**Instructions to follow**:
Please restate every record below word for word.

Region pointing data
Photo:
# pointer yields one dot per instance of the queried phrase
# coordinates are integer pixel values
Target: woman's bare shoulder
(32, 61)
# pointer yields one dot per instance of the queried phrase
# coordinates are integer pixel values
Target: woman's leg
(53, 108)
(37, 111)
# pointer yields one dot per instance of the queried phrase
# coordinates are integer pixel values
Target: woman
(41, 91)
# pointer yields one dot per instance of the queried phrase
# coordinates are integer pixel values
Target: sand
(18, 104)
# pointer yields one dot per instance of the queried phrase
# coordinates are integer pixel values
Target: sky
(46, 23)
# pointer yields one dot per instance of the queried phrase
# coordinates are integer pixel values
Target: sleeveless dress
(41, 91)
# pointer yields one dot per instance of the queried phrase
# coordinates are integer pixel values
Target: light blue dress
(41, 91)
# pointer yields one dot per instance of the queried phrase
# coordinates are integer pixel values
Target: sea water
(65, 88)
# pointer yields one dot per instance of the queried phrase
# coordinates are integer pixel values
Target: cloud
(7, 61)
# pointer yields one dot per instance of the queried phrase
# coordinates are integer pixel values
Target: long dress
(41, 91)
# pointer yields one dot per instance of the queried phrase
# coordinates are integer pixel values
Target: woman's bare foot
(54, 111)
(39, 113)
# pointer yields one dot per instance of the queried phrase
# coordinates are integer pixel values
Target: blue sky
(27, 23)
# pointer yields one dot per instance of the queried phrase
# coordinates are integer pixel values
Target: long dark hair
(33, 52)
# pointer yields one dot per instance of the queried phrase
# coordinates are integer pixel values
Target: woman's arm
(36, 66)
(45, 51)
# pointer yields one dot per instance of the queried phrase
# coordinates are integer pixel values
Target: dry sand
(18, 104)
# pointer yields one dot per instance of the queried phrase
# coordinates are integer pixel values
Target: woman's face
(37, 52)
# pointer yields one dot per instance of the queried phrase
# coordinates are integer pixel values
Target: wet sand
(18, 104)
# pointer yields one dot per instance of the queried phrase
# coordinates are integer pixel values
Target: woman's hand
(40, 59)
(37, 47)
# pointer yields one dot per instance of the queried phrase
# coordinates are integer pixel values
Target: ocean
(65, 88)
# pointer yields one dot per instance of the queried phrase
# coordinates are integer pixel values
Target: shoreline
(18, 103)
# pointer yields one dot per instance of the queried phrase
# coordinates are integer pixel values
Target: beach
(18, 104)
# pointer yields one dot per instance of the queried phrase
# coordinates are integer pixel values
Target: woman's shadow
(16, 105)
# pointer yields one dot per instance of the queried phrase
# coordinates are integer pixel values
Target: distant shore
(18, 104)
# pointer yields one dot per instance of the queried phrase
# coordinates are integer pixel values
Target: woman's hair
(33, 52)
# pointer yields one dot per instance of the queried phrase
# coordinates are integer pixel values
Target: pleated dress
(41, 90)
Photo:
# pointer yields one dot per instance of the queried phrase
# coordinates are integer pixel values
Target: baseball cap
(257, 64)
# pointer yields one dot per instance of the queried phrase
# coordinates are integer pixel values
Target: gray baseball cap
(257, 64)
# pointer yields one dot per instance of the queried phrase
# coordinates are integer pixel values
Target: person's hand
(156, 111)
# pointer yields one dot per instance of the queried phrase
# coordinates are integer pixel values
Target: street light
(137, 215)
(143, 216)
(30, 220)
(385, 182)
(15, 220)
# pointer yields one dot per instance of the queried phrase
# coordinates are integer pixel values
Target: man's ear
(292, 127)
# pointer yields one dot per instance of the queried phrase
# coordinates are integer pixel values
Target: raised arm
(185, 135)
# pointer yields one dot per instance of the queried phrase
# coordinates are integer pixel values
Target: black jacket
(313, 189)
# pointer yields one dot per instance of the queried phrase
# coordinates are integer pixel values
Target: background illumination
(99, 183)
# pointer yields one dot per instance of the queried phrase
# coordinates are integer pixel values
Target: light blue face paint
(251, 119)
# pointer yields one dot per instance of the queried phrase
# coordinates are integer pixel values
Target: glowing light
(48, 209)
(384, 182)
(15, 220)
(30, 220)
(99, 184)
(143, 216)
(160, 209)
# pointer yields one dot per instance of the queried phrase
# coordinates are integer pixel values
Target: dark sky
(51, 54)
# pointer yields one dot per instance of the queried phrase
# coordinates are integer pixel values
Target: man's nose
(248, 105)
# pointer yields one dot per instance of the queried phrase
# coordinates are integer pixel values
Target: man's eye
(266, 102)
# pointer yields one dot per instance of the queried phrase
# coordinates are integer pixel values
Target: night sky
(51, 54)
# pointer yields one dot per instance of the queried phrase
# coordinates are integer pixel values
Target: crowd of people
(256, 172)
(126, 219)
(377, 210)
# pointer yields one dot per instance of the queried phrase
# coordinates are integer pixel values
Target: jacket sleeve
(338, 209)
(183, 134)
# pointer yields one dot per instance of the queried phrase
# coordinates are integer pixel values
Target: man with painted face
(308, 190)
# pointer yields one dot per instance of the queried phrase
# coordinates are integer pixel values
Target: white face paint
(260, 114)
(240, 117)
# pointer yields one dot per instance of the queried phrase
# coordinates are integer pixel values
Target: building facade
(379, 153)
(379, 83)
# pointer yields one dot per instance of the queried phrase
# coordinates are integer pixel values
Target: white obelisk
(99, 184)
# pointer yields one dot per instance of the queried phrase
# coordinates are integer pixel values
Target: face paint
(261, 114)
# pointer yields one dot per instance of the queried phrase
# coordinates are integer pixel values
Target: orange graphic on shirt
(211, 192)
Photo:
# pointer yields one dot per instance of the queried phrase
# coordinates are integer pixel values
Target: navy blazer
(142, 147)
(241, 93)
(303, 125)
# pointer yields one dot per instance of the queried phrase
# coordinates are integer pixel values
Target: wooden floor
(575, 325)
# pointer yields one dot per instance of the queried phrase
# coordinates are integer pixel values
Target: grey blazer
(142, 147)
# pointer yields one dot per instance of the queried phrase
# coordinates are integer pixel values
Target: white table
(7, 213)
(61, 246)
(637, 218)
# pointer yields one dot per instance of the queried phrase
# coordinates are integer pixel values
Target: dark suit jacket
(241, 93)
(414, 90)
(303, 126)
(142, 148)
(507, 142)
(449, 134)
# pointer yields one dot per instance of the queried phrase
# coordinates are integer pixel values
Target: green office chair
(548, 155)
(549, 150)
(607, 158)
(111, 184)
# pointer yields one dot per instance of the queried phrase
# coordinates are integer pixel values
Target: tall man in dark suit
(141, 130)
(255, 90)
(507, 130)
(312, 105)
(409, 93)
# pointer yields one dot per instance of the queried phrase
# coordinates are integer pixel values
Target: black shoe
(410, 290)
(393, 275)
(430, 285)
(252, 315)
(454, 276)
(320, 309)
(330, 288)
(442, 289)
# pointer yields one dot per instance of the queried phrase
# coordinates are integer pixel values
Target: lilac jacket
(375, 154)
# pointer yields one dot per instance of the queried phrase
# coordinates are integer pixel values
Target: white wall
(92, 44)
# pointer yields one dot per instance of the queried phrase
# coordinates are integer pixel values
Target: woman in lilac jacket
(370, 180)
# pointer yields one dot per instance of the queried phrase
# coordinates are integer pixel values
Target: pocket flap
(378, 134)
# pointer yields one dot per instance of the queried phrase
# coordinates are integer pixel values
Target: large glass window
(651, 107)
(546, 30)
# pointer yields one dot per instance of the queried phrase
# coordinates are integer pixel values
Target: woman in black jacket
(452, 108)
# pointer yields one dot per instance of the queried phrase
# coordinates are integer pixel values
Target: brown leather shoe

**Task output**:
Photo:
# pointer yields one dot per instance of the queried phrase
# coordinates are integer pixel values
Target: woman's bare shoulder
(32, 61)
# pointer yields one dot per instance of the queried phrase
# coordinates are integer pixel values
Target: woman's leg
(53, 108)
(37, 111)
# pointer yields one dot per instance of the queried phrase
# coordinates are integer pixel values
Target: woman
(41, 91)
# pointer yields one dot per instance of the queried phrase
# coordinates are integer pixel values
Target: sand
(18, 104)
# pointer yields one dot per instance of the queried phrase
# coordinates are integer pixel values
Target: sky
(46, 23)
# pointer yields one dot per instance of the queried phrase
# coordinates are integer pixel values
Target: sleeveless dress
(41, 91)
# pointer yields one dot per instance of the queried phrase
# coordinates are integer pixel values
Target: light blue dress
(41, 91)
# pointer yields one dot per instance of the queried phrase
# coordinates are integer pixel values
Target: sea water
(65, 88)
# pointer yields one dot per instance of the queried phrase
# coordinates are integer pixel values
Target: cloud
(7, 61)
# pointer yields one dot per instance of the queried phrase
# coordinates are integer pixel values
Target: long dress
(41, 91)
# pointer yields one dot per instance of the queried phrase
# coordinates are integer pixel values
Target: woman's bare foot
(54, 111)
(39, 113)
# pointer yields one dot per instance of the queried phrase
# coordinates are integer pixel values
Target: blue sky
(27, 23)
# pointer yields one dot per instance of the queried phrase
# coordinates are integer pixel values
Target: long dark hair
(33, 52)
# pointer yields one dot per instance of the queried phrase
# coordinates are integer pixel values
Target: woman's arm
(36, 66)
(45, 51)
# pointer yields one dot per instance of the queried phrase
# coordinates are integer pixel values
Target: dry sand
(18, 104)
# pointer yields one dot per instance of the queried phrase
# coordinates are integer pixel values
Target: woman's face
(37, 52)
# pointer yields one dot per instance of the queried phrase
# coordinates are integer pixel values
Target: wet sand
(18, 104)
# pointer yields one dot per instance of the queried phrase
# coordinates are integer pixel values
Target: woman's hand
(40, 59)
(37, 47)
# pointer yields one dot per instance of the queried phrase
# coordinates are integer pixel values
Target: ocean
(65, 88)
# pointer yields one dot per instance of the queried phrase
# coordinates are integer pixel values
Target: shoreline
(18, 103)
# pointer yields one dot per instance of the queried phrase
# coordinates are integer pixel values
Target: beach
(18, 104)
# pointer yields one dot per instance of the queried phrase
# coordinates are integer pixel values
Target: woman's shadow
(16, 105)
# pointer yields one dot per instance of the queried phrase
# coordinates are integer pixel values
Target: distant shore
(18, 104)
# pointer yields one dot per instance of the queried phrase
# coordinates are integer pixel values
Target: woman's hair
(33, 52)
# pointer yields one dot per instance of the queried phrase
# coordinates are integer pixel values
Target: pleated dress
(41, 90)
Photo:
# pointer yields one dot per instance of the queried phrase
# coordinates are integer pixel values
Target: baseball cap
(257, 64)
# pointer yields one dot per instance of the queried phrase
# coordinates are integer pixel values
Target: gray baseball cap
(257, 64)
# pointer yields one dot per instance of the queried phrase
# coordinates are integer pixel values
Target: person's hand
(156, 111)
# pointer yields one dot per instance of the queried phrase
# coordinates are integer pixel values
Target: street light
(137, 215)
(143, 216)
(30, 220)
(385, 182)
(15, 220)
# pointer yields one dot per instance of the queried phrase
# coordinates are integer pixel values
Target: man's ear
(292, 127)
# pointer yields one dot per instance of the queried phrase
# coordinates are integer pixel values
Target: raised arm
(185, 135)
# pointer yields one dot per instance of the queried phrase
# coordinates are integer pixel values
Target: black jacket
(313, 189)
# pointer yields one dot per instance of the queried phrase
# coordinates are integer pixel values
Target: background illumination
(99, 183)
# pointer yields one dot per instance of the queried phrase
# coordinates are integer pixel values
Target: light blue face paint
(251, 119)
# pointer yields one dot per instance of the queried phrase
# coordinates are integer pixel values
Target: glowing light
(48, 209)
(384, 182)
(15, 220)
(30, 220)
(99, 184)
(143, 216)
(160, 209)
# pointer yields one dot per instance of the queried phrase
# coordinates are integer pixel values
Target: dark sky
(51, 54)
# pointer yields one dot per instance of the queried phrase
# coordinates are integer pixel values
Target: man's nose
(248, 105)
# pointer yields one dot per instance of the queried phrase
# coordinates are integer pixel values
Target: man's eye
(266, 102)
# pointer yields one dot per instance of the queried phrase
# coordinates are integer pixel values
Target: night sky
(51, 54)
# pointer yields one dot per instance of the queried phrase
# coordinates are integer pixel values
Target: crowd of people
(256, 172)
(126, 219)
(377, 210)
# pointer yields one dot per instance of the queried phrase
# coordinates are integer pixel values
Target: jacket sleeve
(338, 209)
(183, 134)
# pointer yields one dot per instance of the queried phrase
# coordinates are integer pixel values
Target: man with painted face
(308, 190)
# pointer yields one dot per instance of the queried phrase
# coordinates are integer pixel values
Target: white face paint
(260, 114)
(240, 117)
# pointer yields one dot per instance of the queried phrase
# coordinates are integer pixel values
Target: building facade
(379, 153)
(379, 83)
# pointer yields one dot per instance of the queried phrase
# coordinates are integer pixel values
Target: white obelisk
(99, 184)
# pointer yields one dot per instance of the queried phrase
# coordinates are integer pixel values
Target: face paint
(261, 114)
# pointer yields one dot per instance of the queried phrase
# coordinates are integer pixel values
Target: orange graphic on shirt
(211, 192)
Photo:
# pointer yields one dot per instance of the queried phrase
# coordinates are integer pixel values
Target: navy blazer
(142, 147)
(241, 93)
(303, 125)
# pointer yields one dot per instance of the queried phrase
# coordinates are integer pixel values
Target: wooden floor
(575, 325)
# pointer yields one dot per instance of the queried phrase
# coordinates are integer pixel values
Target: grey blazer
(142, 147)
# pointer yields one dot per instance of the queried phrase
# coordinates are integer pixel values
Target: white table
(7, 213)
(61, 246)
(637, 218)
# pointer yields one dot per instance of the queried phrase
# coordinates are integer pixel values
Target: dark suit jacket
(241, 93)
(414, 90)
(303, 126)
(142, 148)
(507, 142)
(449, 134)
# pointer yields one dot per instance of the queried phrase
# coordinates are integer pixel values
Target: green office chair
(548, 155)
(549, 150)
(607, 158)
(111, 184)
# pointer yields one dot per instance of the queried phrase
# coordinates are integer pixel values
Target: tall man in dark suit
(141, 130)
(255, 90)
(507, 130)
(312, 105)
(409, 93)
# pointer yields one dot per instance of the queried phrase
# coordinates are integer pixel values
Target: black shoe
(410, 290)
(393, 275)
(430, 285)
(252, 315)
(454, 276)
(320, 309)
(330, 288)
(442, 289)
# pointer yields one dot per instance of the queried phrase
# coordinates are integer pixel values
Target: lilac jacket
(375, 154)
# pointer yields one dot per instance of the queried phrase
# coordinates are integer pixel values
Target: white wall
(92, 44)
# pointer yields one dot per instance of the queried phrase
# coordinates are integer pixel values
Target: woman in lilac jacket
(370, 180)
# pointer yields one dot per instance of the queried phrase
# coordinates are integer pixel values
Target: pocket flap
(378, 134)
# pointer yields one dot per instance of the queried phrase
# coordinates are integer pixel values
Target: large glass window
(651, 107)
(546, 30)
# pointer yields one dot per instance of the queried phrase
# coordinates are integer pixel values
Target: woman in black jacket
(452, 108)
# pointer yields one dot per instance of the queried phrase
# coordinates are integer pixel values
Target: brown leather shoe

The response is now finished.